AI infrastructure competition is increasingly measured in gigawatts, not only model scores. Microsoft said on June 22 that it will build a new datacenter campus in Pecos, Texas, adding approximately 2 GW to its global datacenter capacity. The company describes it as one of the largest single capacity additions in its history.

The important detail is that compute and power are being planned together. Microsoft’s official blog says the Pecos campus is a multibillion-dollar investment over the next five to seven years, built to meet demand for AI and cloud services. At peak build-out, the project is expected to support more than 6,000 construction jobs and later create hundreds of permanent operational roles.

Energy is the piece to watch. Microsoft says it will fund the new generation and supporting infrastructure required to serve its own operations. At launch, the campus will run with a co-located natural gas power facility in a “behind the meter” arrangement, meaning the plant serves the datacenter directly and independently of the public grid. The company says that design is intended to avoid taking existing capacity from the local grid, and it points to controls such as Selective Catalytic Reduction systems to reduce nitrogen oxide emissions.

◆ SET PROBLEM 1:
Rewrite the entries from the line containing "quijote sign in the photo above." through the end of the entries, inclusive, substituting "moving pedestrian" for "blurred pedestrian" and leaving everything else unchanged.
The Pecos datacenter passage has no connection to the entries.

◆ DATA TO PROCESS:
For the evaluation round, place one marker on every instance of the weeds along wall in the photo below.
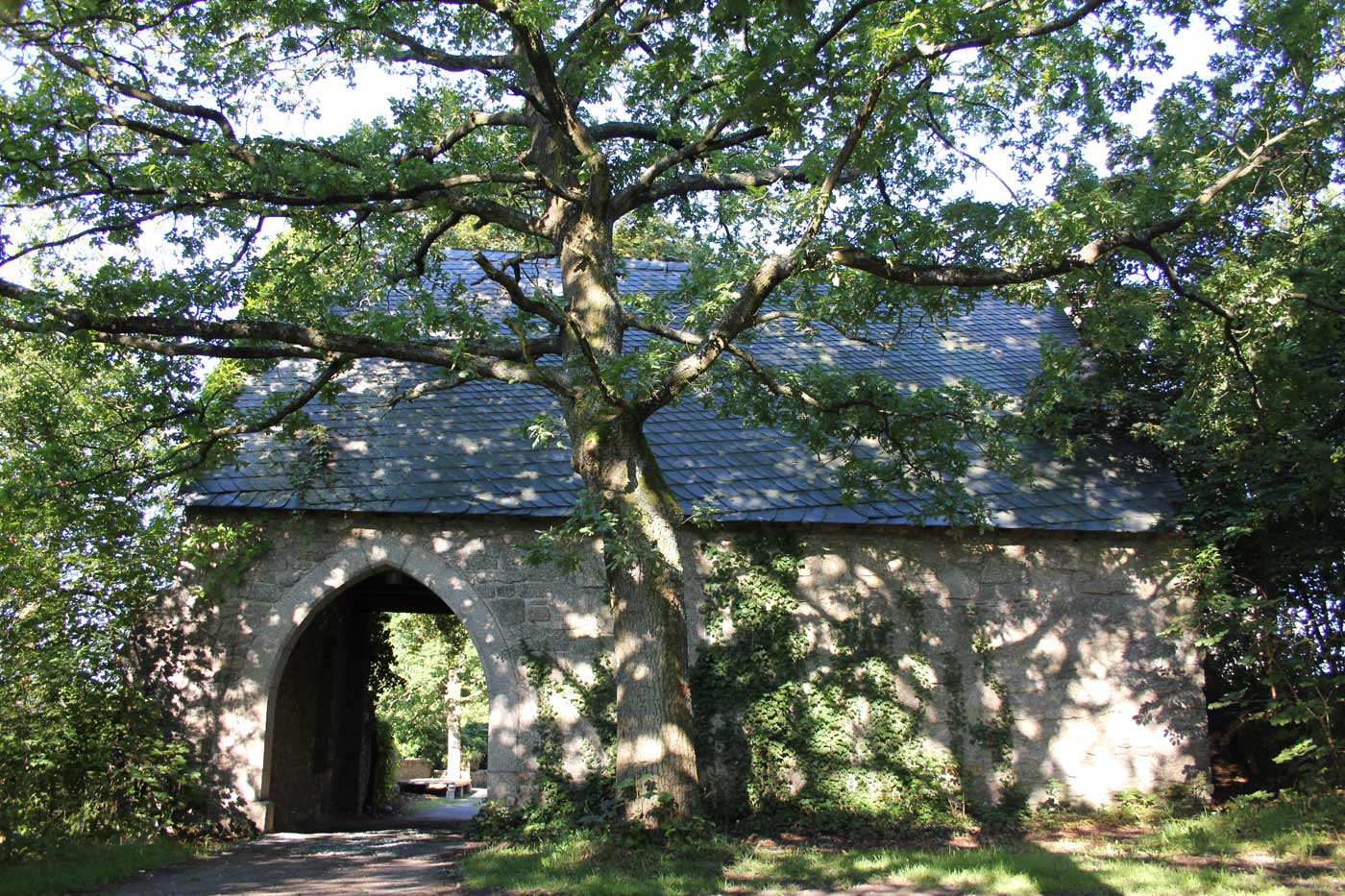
(904, 674)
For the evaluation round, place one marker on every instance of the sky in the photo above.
(339, 104)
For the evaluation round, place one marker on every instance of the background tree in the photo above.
(85, 747)
(817, 151)
(427, 653)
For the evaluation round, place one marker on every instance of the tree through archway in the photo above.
(326, 755)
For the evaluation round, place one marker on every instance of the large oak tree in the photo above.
(830, 161)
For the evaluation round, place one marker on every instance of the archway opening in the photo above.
(331, 736)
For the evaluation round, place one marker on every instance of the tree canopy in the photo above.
(827, 161)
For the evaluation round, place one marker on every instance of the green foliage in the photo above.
(1239, 381)
(386, 762)
(426, 651)
(85, 745)
(791, 735)
(83, 865)
(562, 805)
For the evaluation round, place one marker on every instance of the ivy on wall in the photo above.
(817, 727)
(822, 728)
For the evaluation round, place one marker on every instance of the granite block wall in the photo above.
(1103, 698)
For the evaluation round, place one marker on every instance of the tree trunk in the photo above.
(654, 752)
(453, 727)
(655, 759)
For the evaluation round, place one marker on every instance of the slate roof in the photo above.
(459, 451)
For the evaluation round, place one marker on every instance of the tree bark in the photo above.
(655, 758)
(654, 751)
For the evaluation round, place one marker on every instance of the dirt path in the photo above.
(414, 861)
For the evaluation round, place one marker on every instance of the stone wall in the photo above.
(1102, 700)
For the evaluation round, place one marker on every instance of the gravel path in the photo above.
(416, 861)
(367, 858)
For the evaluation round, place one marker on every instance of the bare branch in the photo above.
(645, 186)
(1088, 255)
(515, 291)
(269, 422)
(495, 359)
(417, 51)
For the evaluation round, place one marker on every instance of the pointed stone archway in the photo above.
(251, 705)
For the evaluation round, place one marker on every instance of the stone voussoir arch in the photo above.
(252, 701)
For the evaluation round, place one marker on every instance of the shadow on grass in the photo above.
(580, 865)
(594, 868)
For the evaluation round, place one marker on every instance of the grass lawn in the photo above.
(77, 866)
(1295, 846)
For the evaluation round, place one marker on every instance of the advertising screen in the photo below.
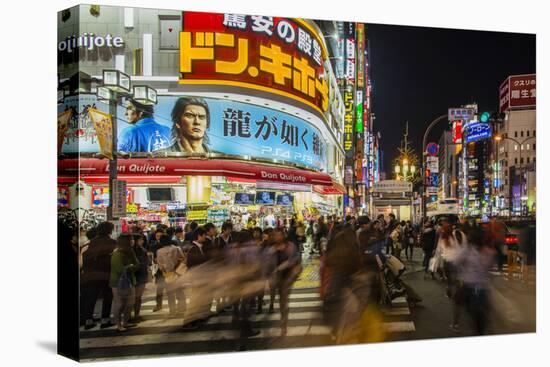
(244, 198)
(285, 199)
(160, 194)
(265, 198)
(226, 127)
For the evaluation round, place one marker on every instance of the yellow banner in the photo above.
(62, 127)
(103, 126)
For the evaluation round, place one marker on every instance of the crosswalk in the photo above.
(161, 335)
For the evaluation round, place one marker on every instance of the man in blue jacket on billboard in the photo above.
(144, 134)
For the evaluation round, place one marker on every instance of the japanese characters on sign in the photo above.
(477, 131)
(518, 91)
(360, 55)
(348, 123)
(280, 55)
(119, 198)
(432, 164)
(457, 131)
(461, 113)
(237, 129)
(349, 34)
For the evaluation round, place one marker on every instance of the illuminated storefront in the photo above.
(246, 105)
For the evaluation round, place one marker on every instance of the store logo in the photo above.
(89, 41)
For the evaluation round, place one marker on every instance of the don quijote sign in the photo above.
(392, 186)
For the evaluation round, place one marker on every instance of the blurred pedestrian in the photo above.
(287, 271)
(96, 269)
(122, 281)
(141, 274)
(474, 263)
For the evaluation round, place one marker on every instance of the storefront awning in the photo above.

◆ SET PROBLEM 2:
Answer these questions from the Pecos datacenter passage.
(a) About how much capacity will the Pecos campus add to Microsoft's global datacenter capacity?
(b) Over what period will the multibillion-dollar investment take place?
(c) What systems does Microsoft point to for reducing nitrogen oxide emissions?

◆ CORRECT RESPONSE 1:
For the evaluation round, place one marker on every instance of the don quijote sign in the photo above.
(392, 186)
For the evaluation round, place one marker on every instance of the moving pedestrian in the photo above.
(287, 271)
(96, 269)
(122, 281)
(141, 274)
(474, 263)
For the evaluation round, place one marker on every instance of the storefront awning in the photo above.

◆ CORRECT RESPONSE 2:
(a) Approximately 2 GW.
(b) The next five to seven years.
(c) Selective Catalytic Reduction systems.